** Passage for review follows **
Suppose that no scabies are found, formication is explained, and the patient still continues to say “I believe I have bugs under my skin”, then at this stage, the doctor might begin to suspect that the patient is delusional.

So what is the doctor actually dismissing? They are dismissing the delusion as purely psychological. The thing that is psychological is the fixed false belief that their crawling and biting sensations are caused by parasites under their skin. This does not mean that the crawling and biting sensations are psychological.

That’s important, so I’m going to repeat it.

Just because a patient holds a false belief regarding the cause their itching, biting and crawling sensations, this does not mean their itching biting and crawling sensations are “purely psychological”. The only thing that is in any sense “purely psychological” is their false belief about the cause of those sensations.

If I have headaches, but I attribute those headaches to FBI mind control rays, then this does not mean that my headaches are purely psychological. It just means I hold a delusional belief about the cause of those headaches.

So, yes, delusions are psychological. If a patient thinks that living fibers are burrowing into his eyeballs, then that’s probably psychological. But even here, doctors do not “dismiss”. A delusion can be quite a serious problem. It’s hardly something to brush aside. But at the same time, it’s very difficult to discuss with the patient. For the patient, if you question their delusion, you are questioning the whole basis of their illness. To these patients, it might feel like you are “dismissing their symptoms as psychological”, when in fact you are simply noting that they have one delusional belief regarding their real physical symptoms.
** End of Passage for review **
** Information shown follows **
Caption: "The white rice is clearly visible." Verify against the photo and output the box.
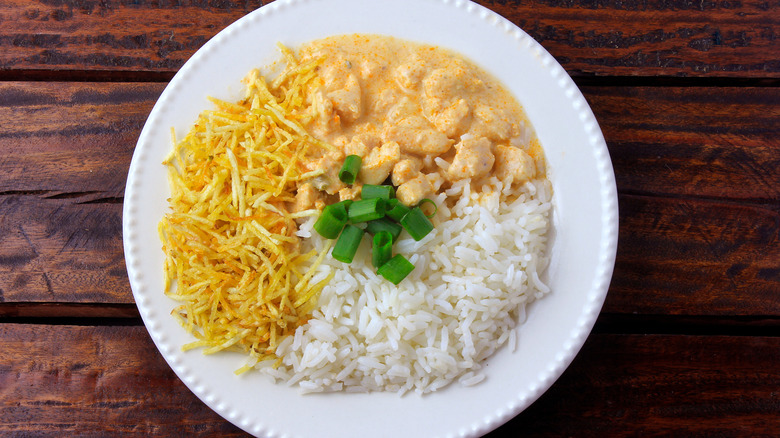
[256,178,551,394]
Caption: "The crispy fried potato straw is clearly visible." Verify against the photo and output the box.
[159,47,330,372]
** End of Information shown **
Task 1 >> Quote from the passage about delusions of skin parasites the part that opens with the words containing "So what is the" and closes with "of those sensations.".
Task 2 >> Write what comes next in the passage about delusions of skin parasites, picking up after its final sentence.

Result 1 >>
So what is the doctor actually dismissing? They are dismissing the delusion as purely psychological. The thing that is psychological is the fixed false belief that their crawling and biting sensations are caused by parasites under their skin. This does not mean that the crawling and biting sensations are psychological.

That’s important, so I’m going to repeat it.

Just because a patient holds a false belief regarding the cause their itching, biting and crawling sensations, this does not mean their itching biting and crawling sensations are “purely psychological”. The only thing that is in any sense “purely psychological” is their false belief about the cause of those sensations.

Result 2 >>
The MRF and the OSU-CHS-CIMD exist to raise public awareness of Morgellons and to raise funds. So it suits their purposes to claim that patients are having their physical symptoms dismissed. But it’s ultimately disingenuous, as doctors do NOT dismiss physical symptoms. They don’t even dismiss psychological symptoms. But some patients hold delusional beliefs regarding the causes of their physical symptoms. They then claim that, since the doctor tried to explain that this was a delusion (and perhaps treat it), then their physical symptoms were being dismissed as psychological.

In reality, the only symptoms that were being “dismissed” as psychological, were the psychological symptoms.